▶ **DIRECTIONS**
Please arrange every line of the items below as a JSON list of strings, one string per line, with blank lines dropped and the pictures left out.
---- RAW DATA
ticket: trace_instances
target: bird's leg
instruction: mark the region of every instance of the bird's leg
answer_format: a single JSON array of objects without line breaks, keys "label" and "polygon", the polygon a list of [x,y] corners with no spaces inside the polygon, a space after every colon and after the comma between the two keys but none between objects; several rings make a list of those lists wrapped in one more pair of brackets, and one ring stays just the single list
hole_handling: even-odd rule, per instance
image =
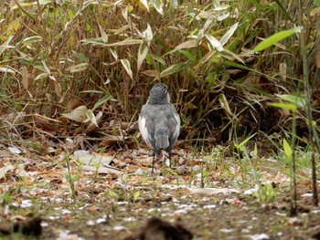
[{"label": "bird's leg", "polygon": [[155,152],[153,152],[153,158],[152,158],[152,170],[151,170],[151,173],[154,173],[154,169],[155,169]]}]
--------
▶ **SOLUTION FOR THIS EXERCISE**
[
  "ticket: trace_instances",
  "target: bird's leg",
  "instruction: mark the region of every instance of the bird's leg",
  "answer_format: a single JSON array of objects without line breaks, keys \"label\" and \"polygon\", the polygon a list of [x,y] corners with no spaces inside the polygon, a space after every colon and after the comma between the two keys but none between objects; several rings make a list of those lists wrapped in one more pair of brackets, and one ring stays just the single list",
  "hole_handling: even-odd rule, per instance",
  "image =",
  "[{\"label\": \"bird's leg\", \"polygon\": [[155,152],[153,152],[153,158],[152,158],[152,170],[151,170],[151,173],[154,173],[154,169],[155,169]]}]"
]